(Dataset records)
======
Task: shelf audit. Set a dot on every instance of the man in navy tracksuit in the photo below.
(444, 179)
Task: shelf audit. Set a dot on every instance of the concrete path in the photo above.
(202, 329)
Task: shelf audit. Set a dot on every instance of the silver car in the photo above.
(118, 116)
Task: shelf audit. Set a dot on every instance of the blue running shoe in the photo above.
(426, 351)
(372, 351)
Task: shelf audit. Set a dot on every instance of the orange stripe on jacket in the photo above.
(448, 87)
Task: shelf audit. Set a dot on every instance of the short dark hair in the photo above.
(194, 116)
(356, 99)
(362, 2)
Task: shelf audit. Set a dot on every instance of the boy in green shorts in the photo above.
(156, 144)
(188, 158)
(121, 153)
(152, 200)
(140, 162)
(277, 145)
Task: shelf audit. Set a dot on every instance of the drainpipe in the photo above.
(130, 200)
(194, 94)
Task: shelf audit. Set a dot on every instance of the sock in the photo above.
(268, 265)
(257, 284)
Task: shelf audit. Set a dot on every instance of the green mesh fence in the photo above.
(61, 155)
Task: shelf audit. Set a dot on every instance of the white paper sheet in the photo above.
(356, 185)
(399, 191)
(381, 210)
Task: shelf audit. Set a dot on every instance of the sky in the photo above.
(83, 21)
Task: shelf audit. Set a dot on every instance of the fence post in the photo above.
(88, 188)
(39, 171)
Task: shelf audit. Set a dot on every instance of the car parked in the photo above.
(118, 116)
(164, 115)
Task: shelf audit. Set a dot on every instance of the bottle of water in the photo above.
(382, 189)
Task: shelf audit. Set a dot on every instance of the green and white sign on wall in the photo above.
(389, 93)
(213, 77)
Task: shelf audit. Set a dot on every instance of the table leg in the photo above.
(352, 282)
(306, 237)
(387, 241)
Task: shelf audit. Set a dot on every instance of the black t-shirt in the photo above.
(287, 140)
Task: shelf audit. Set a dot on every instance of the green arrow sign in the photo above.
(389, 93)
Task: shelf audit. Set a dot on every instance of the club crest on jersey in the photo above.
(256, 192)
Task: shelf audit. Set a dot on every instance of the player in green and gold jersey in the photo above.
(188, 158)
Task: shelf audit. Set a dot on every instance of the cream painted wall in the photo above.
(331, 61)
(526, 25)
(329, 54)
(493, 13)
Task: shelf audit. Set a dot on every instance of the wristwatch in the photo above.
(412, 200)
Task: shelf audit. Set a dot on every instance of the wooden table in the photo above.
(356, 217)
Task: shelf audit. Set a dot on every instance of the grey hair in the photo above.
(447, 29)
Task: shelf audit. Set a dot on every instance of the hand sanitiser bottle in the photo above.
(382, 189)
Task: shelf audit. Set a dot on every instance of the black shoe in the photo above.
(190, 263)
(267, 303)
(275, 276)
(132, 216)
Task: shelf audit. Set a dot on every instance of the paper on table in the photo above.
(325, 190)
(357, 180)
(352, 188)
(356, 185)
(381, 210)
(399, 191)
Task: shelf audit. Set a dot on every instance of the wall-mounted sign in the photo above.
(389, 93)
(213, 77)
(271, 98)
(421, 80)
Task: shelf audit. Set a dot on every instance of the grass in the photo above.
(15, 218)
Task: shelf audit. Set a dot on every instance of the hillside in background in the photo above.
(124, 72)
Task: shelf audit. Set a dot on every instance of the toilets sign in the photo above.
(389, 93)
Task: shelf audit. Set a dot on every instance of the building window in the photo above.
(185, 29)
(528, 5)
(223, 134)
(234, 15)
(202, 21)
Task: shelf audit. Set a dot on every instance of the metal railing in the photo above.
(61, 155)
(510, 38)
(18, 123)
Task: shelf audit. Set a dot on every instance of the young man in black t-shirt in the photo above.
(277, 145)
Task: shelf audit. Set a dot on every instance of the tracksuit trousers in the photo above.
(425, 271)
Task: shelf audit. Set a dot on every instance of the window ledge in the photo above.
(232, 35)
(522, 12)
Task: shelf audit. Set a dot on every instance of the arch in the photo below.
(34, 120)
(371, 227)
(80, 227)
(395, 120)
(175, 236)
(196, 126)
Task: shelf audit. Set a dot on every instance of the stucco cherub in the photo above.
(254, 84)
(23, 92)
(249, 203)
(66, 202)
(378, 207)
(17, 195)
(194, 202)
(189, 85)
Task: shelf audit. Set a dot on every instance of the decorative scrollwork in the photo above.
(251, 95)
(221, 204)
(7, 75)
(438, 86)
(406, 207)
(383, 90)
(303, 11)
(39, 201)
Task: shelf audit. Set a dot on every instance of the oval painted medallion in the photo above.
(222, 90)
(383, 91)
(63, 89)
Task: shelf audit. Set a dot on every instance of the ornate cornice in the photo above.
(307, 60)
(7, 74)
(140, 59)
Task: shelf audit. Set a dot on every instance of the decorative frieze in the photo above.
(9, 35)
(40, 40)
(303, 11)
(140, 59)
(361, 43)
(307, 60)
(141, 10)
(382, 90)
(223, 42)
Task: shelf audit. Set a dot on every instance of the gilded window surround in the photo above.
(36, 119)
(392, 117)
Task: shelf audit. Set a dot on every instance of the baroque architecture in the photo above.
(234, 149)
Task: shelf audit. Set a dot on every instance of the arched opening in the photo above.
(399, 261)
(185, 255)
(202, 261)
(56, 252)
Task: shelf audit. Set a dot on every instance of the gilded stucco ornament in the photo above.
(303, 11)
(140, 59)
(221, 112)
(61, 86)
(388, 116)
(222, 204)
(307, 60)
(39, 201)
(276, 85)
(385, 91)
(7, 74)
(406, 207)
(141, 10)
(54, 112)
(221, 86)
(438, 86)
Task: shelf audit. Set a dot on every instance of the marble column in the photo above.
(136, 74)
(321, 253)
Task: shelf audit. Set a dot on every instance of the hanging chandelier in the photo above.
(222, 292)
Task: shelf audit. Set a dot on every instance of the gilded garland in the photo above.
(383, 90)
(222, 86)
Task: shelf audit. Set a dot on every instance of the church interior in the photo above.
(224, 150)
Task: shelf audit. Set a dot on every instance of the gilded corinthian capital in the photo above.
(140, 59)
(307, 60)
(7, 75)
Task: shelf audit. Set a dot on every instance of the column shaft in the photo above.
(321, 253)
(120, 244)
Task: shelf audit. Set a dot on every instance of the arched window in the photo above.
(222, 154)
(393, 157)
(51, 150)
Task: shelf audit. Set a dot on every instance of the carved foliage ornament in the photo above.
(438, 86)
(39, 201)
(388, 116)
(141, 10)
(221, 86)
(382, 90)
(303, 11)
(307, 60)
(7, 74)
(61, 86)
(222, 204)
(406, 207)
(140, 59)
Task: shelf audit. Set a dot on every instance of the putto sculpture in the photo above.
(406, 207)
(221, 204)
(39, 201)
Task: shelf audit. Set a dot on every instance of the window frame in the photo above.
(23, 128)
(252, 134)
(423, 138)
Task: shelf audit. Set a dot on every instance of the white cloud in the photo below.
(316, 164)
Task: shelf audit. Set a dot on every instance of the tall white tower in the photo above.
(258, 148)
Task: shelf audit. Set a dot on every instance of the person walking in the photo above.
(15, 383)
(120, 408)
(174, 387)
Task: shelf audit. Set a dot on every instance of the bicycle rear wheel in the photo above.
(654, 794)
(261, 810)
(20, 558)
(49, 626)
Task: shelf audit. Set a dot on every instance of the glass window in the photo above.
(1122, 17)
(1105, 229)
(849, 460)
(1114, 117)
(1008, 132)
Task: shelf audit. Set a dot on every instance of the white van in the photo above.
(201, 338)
======
# [To do]
Write the data out again in full and exactly.

# [Task solution]
Task: shelf audit. Set a dot on every instance of the man in navy tracksuit in the photo below.
(444, 179)
Task: shelf audit. Set a dot on every instance of the concrete path in the photo above.
(202, 329)
Task: shelf audit. Set a dot on every instance of the silver car in the photo above.
(118, 116)
Task: shelf audit. Set a dot on every instance of the blue running shoe in the photo above.
(426, 351)
(372, 351)
Task: shelf audit. Set a dot on every instance of the orange stripe on jacket in the photo above.
(448, 87)
Task: shelf audit. Set a dot on every instance of the short dark hair in the photo above.
(194, 116)
(356, 99)
(362, 2)
Task: shelf audit. Set a dot on every instance of the boy in green shorts in the photo above.
(156, 144)
(188, 158)
(121, 153)
(152, 200)
(140, 162)
(277, 145)
Task: shelf audit. Set a dot on every instance of the drainpipe in the photo above.
(130, 200)
(194, 94)
Task: shelf audit. Set a dot on every instance of the sock in the photo above.
(268, 265)
(257, 284)
Task: shelf audit. Set a dot on every instance of the green mesh fence in the photo above.
(61, 155)
Task: shelf audit. Set a dot on every instance of the white paper sheet in the photo above.
(356, 185)
(399, 191)
(381, 210)
Task: shelf audit. Set a dot on every instance of the sky in the photo above.
(83, 21)
Task: shelf audit. Set a dot on every instance of the fence post in the photo above.
(88, 188)
(39, 171)
Task: shelf audit. Set a dot on every instance of the car parked in the photo above.
(118, 116)
(164, 115)
Task: shelf audit. Set a dot on every instance of the bottle of water in the photo above.
(382, 189)
Task: shelf audit. Set a dot on every instance of the green and white sign on wall in the photo above.
(389, 93)
(213, 77)
Task: shelf audit. Set a dot on every instance of the table leg in the photo above.
(352, 282)
(306, 237)
(387, 241)
Task: shelf audit. Set a dot on every instance of the black t-shirt in the photo above.
(287, 140)
Task: shelf audit. Set a dot on every instance of the green arrow sign in the photo above.
(389, 93)
Task: shelf audit. Set a dot on every instance of the club crest on jersey in the photo above.
(256, 192)
Task: shelf audit. Set a dot on every instance of the player in green and gold jersey in the photo above.
(188, 158)
Task: shelf audit. Set a dot on every instance of the cream painted wall in the photo above.
(331, 61)
(526, 25)
(329, 54)
(493, 13)
Task: shelf audit. Set a dot on every instance of the wristwatch in the photo above.
(412, 200)
Task: shelf audit. Set a dot on every instance of the wooden table in the photo above.
(356, 217)
Task: shelf audit. Set a dot on every instance of the grey hair in the photo above.
(447, 29)
Task: shelf audit. Set a dot on every instance of the hand sanitiser bottle in the photo above.
(382, 189)
Task: shelf audit. Set a dot on every instance of the black shoe in the photo above.
(190, 263)
(267, 303)
(275, 276)
(132, 216)
Task: shelf audit. Set a dot on every instance of the paper on table in the photo above.
(325, 190)
(357, 180)
(352, 188)
(356, 185)
(381, 210)
(399, 191)
Task: shelf audit. Set a dot on every instance of the wall-mounted sign in the photo above.
(389, 93)
(213, 77)
(271, 98)
(421, 80)
Task: shelf audit. Set a dot on every instance of the grass in the photo above.
(15, 218)
Task: shelf audit. Set a dot on every instance of the hillside in background in the photo above.
(124, 72)
Task: shelf audit. Set a dot on every instance of the toilets sign in the photo above.
(389, 93)
Task: shelf audit. Set a dot on every instance of the building window in the photo above.
(185, 29)
(528, 5)
(223, 134)
(234, 15)
(202, 21)
Task: shelf audit. Set a dot on every instance of the metal railing in the photo above.
(61, 155)
(510, 38)
(18, 123)
Task: shelf audit. Set a dot on every instance of the young man in black t-shirt in the photo above.
(277, 145)
Task: shelf audit. Set a dot on every instance of the tracksuit trousers in the photo above.
(425, 271)
Task: shelf audit. Set a dot on every instance of the window ledge in the photo above.
(232, 35)
(522, 12)
Task: shelf audit. Set a dot on every instance of the arch in the photo below.
(34, 120)
(371, 227)
(80, 227)
(395, 120)
(175, 236)
(196, 126)
Task: shelf audit. Set a dot on every instance of the stucco cherub in the photo above.
(254, 84)
(23, 92)
(249, 203)
(66, 202)
(378, 207)
(17, 195)
(194, 202)
(189, 85)
Task: shelf audit. Set a dot on every instance of the decorative scrollwork in the photo above.
(251, 95)
(221, 204)
(7, 75)
(438, 86)
(406, 207)
(383, 90)
(303, 11)
(39, 201)
Task: shelf audit. Set a dot on every instance of the oval painted medallion in the photo above.
(222, 90)
(383, 91)
(63, 89)
Task: shelf audit. Set a dot on every instance of the ornate cornice in the photo above.
(307, 60)
(7, 74)
(140, 59)
Task: shelf audit. Set a dot on every instance of the decorative frieze in the photo above.
(9, 35)
(40, 40)
(303, 11)
(140, 59)
(361, 43)
(307, 60)
(141, 10)
(382, 90)
(223, 42)
Task: shelf audit. Set a dot on every instance of the gilded window surround in the photo above.
(36, 119)
(392, 117)
Task: shelf audit. Set a dot on every instance of the baroque architecture in the photo above.
(234, 149)
Task: shelf audit. Set a dot on every instance of the arched opening in the photo above.
(399, 261)
(185, 255)
(202, 261)
(56, 252)
Task: shelf audit. Set a dot on every instance of the gilded stucco ornament in the photo above.
(303, 11)
(140, 59)
(221, 112)
(61, 86)
(388, 116)
(222, 204)
(307, 60)
(39, 201)
(276, 85)
(385, 91)
(7, 74)
(406, 207)
(141, 10)
(54, 112)
(221, 86)
(438, 86)
Task: shelf audit. Set a dot on every instance of the marble column in the photo above.
(136, 74)
(321, 253)
Task: shelf audit. Set a dot on every instance of the hanging chandelier in the photo above.
(222, 292)
Task: shelf audit. Set a dot on every instance of the gilded garland in the photo above.
(383, 90)
(222, 86)
Task: shelf audit. Set a dot on every instance of the church interior in the photo above.
(224, 150)
Task: shelf audit. Set a dot on every instance of the gilded corinthian capital in the photo above.
(140, 59)
(307, 60)
(7, 75)
Task: shelf audit. Set a dot on every instance of the column shaft in the photo above.
(321, 253)
(120, 244)
Task: shelf audit. Set a dot on every instance of the arched window in the photo above.
(222, 154)
(393, 157)
(51, 150)
Task: shelf audit. Set a dot on every instance of the carved foliage ornament in the photo above.
(438, 86)
(39, 201)
(388, 116)
(141, 10)
(221, 86)
(382, 90)
(303, 11)
(307, 60)
(7, 74)
(61, 86)
(222, 204)
(406, 207)
(140, 59)
Task: shelf audit. Set a dot on every instance of the putto sculpture in the photo above.
(406, 207)
(221, 204)
(39, 201)
Task: shelf audit. Set a dot on every instance of the window frame in the photo above.
(23, 128)
(252, 134)
(423, 138)
Task: shelf audit. Set a dot on every instance of the white cloud in the photo below.
(316, 164)
Task: shelf audit. Set a dot on every instance of the tall white tower in the photo above.
(258, 148)
Task: shelf audit. Set a dot on every instance of the person walking in the photo above.
(15, 383)
(120, 408)
(174, 387)
Task: shelf audit. Set a dot on every instance of the bicycle rear wheel in the photo above.
(654, 794)
(261, 810)
(20, 558)
(49, 626)
Task: shelf audit. Set a dot on every instance of the glass window in the photo above.
(1122, 17)
(1105, 229)
(849, 460)
(1114, 117)
(1008, 132)
Task: shelf audit. Set a dot on every instance of the white van in the photo above.
(201, 338)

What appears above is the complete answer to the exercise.